[Boundary labeling items]
──────────────────────────────

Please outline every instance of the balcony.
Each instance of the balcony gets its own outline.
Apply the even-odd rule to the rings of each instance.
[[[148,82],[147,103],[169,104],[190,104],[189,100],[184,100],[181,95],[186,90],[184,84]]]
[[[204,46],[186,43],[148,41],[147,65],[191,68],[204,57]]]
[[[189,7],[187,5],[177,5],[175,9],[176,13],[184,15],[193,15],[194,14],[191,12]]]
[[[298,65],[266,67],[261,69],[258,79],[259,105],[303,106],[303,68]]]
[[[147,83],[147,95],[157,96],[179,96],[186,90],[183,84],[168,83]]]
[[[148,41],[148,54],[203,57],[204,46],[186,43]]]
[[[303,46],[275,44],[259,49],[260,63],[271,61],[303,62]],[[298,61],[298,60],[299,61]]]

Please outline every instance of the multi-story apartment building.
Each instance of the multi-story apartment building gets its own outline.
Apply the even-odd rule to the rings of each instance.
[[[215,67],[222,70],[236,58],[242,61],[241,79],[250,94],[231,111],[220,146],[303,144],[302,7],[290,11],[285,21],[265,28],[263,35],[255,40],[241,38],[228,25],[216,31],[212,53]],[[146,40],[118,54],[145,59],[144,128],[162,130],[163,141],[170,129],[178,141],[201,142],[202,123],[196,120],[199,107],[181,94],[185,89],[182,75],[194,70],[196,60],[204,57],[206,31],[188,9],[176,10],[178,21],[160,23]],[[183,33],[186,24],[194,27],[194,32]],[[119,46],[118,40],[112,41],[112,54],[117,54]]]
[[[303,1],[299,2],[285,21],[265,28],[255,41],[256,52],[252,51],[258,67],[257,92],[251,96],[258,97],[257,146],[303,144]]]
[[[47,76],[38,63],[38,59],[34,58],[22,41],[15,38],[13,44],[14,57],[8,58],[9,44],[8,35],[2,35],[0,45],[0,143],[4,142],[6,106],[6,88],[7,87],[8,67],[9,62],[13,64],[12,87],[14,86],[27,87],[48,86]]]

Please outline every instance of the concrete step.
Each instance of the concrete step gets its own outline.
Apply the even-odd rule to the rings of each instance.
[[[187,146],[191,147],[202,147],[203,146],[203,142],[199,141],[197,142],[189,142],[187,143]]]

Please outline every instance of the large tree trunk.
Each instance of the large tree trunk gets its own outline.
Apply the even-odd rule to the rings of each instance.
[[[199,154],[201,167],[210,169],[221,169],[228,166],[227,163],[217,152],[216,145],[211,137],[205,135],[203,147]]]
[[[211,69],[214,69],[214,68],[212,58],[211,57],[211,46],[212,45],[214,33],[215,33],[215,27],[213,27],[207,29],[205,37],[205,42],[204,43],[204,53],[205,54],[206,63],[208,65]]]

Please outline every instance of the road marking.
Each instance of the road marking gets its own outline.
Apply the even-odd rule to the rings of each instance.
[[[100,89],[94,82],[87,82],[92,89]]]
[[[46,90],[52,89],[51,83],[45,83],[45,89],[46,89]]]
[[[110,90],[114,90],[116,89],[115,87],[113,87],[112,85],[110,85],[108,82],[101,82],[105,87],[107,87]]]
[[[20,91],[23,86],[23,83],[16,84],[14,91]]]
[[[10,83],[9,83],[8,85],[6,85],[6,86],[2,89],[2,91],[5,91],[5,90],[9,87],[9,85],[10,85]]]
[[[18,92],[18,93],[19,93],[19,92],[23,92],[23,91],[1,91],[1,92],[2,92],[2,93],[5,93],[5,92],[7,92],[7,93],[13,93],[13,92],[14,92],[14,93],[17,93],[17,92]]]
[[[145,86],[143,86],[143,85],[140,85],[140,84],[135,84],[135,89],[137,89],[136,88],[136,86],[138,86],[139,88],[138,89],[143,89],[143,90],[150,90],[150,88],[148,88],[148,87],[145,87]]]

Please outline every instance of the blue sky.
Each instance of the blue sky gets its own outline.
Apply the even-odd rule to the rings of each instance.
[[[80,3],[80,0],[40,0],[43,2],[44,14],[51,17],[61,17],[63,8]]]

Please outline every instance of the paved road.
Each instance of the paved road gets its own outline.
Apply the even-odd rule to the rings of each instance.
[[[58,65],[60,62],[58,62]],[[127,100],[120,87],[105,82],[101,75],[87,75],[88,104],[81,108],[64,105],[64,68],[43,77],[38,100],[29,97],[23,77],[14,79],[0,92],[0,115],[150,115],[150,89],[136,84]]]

──────────────────────────────

● **SHORT TASK**: Could you reproduce, word for word, the part of the entries that opens with the line containing "Please outline every instance of the blue" and continues through the end of the entries?

● **CORRECT ANSWER**:
Please outline every instance of the blue sky.
Each instance of the blue sky gets its own outline.
Apply the even-odd rule to the rings of each instance.
[[[80,3],[80,0],[40,0],[43,2],[44,14],[51,17],[61,17],[63,8]]]

Please outline every instance of the paved road.
Each instance of the paved road gets its own outline.
Apply the even-odd rule to the rings of each instance.
[[[58,65],[60,62],[58,62]],[[127,100],[120,87],[105,82],[101,75],[87,75],[88,104],[81,108],[64,105],[64,68],[43,77],[38,100],[29,97],[23,77],[14,79],[0,92],[0,115],[150,115],[150,89],[136,84]]]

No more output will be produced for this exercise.